# Task statement
Return every line of the material exactly.

# Records
______

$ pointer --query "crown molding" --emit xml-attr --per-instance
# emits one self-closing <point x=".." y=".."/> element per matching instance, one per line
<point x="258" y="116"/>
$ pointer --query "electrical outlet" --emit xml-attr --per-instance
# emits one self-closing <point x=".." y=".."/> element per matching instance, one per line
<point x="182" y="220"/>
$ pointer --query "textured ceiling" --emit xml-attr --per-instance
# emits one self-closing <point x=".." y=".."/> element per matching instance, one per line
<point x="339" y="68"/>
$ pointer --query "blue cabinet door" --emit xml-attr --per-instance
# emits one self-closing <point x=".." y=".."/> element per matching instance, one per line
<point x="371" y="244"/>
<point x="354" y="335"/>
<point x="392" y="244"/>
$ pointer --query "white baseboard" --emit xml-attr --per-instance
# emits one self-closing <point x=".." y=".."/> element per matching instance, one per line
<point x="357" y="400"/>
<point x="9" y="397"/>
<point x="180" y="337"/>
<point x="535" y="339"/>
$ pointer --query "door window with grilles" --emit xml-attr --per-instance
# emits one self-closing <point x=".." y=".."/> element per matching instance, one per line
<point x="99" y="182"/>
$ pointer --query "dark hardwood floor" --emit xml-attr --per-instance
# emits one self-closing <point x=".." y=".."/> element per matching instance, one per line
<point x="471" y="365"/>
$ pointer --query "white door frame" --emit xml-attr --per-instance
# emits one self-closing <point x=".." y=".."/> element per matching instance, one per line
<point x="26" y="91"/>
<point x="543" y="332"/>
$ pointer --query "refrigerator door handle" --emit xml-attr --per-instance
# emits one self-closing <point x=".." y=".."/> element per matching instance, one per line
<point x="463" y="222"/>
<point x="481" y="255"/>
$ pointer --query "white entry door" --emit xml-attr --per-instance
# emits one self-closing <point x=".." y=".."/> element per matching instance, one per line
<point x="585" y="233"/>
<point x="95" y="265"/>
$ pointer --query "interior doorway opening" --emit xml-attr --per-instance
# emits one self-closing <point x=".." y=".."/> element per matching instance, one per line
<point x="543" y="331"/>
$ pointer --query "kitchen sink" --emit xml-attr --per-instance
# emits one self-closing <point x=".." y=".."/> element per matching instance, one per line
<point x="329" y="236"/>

______

# Correct answer
$ pointer --query "crown molding" --emit xml-attr --per-instance
# emits one self-closing <point x=".." y=".."/> element per matching instance, one per line
<point x="258" y="116"/>
$ pointer --query "electrical outlet" --emit xml-attr --per-instance
# emits one self-closing <point x=".." y=".."/> element per matching instance, one per line
<point x="182" y="220"/>
$ pointer --query "textured ceiling" --emit xml-attr --per-instance
# emits one self-closing <point x=".." y=".."/> element per matching instance, one per line
<point x="339" y="68"/>
$ pointer --query "blue cabinet door" --emit xml-attr --per-instance
# emits one self-closing <point x=".." y=".."/> element per matching instance, one per line
<point x="371" y="244"/>
<point x="354" y="335"/>
<point x="392" y="244"/>
$ pointer --query "white baseboard" --emit xml-attr --per-instance
# emits one self-closing <point x=".." y=".."/> element per matching instance, one per line
<point x="357" y="400"/>
<point x="9" y="397"/>
<point x="180" y="337"/>
<point x="535" y="339"/>
$ pointer --query "door window with grilles" --emit xml-attr --per-instance
# emits one self-closing <point x=".." y=".."/> element per matching instance, one per line
<point x="99" y="182"/>
$ pointer --query "dark hardwood floor" --emit xml-attr --per-instance
# emits one self-closing <point x=".." y=".."/> element per matching instance, one per line
<point x="471" y="365"/>
$ pointer --query "white door frame" --emit xml-attr --per-instance
# emits one self-closing <point x=".." y=".."/> element per matching instance, one per line
<point x="26" y="91"/>
<point x="543" y="332"/>
$ pointer --query "refrigerator door handle" --emit xml-attr --per-instance
# emits one self-closing <point x=".." y=".."/> element per matching instance, one per line
<point x="463" y="222"/>
<point x="481" y="255"/>
$ pointer --query "white entry door" --emit xml-attr --per-instance
# emits one self-closing <point x=".." y=".."/> element per matching instance, one per line
<point x="585" y="233"/>
<point x="95" y="265"/>
$ pointer --query "interior doorway opening" --emit xml-attr --per-instance
# emits one self-closing <point x=".." y=".."/> element per matching instance, one per line
<point x="543" y="331"/>
$ pointer --query "kitchen sink" --emit xml-attr --per-instance
# emits one self-closing <point x=".." y=".."/> element per matching instance, one per line
<point x="329" y="236"/>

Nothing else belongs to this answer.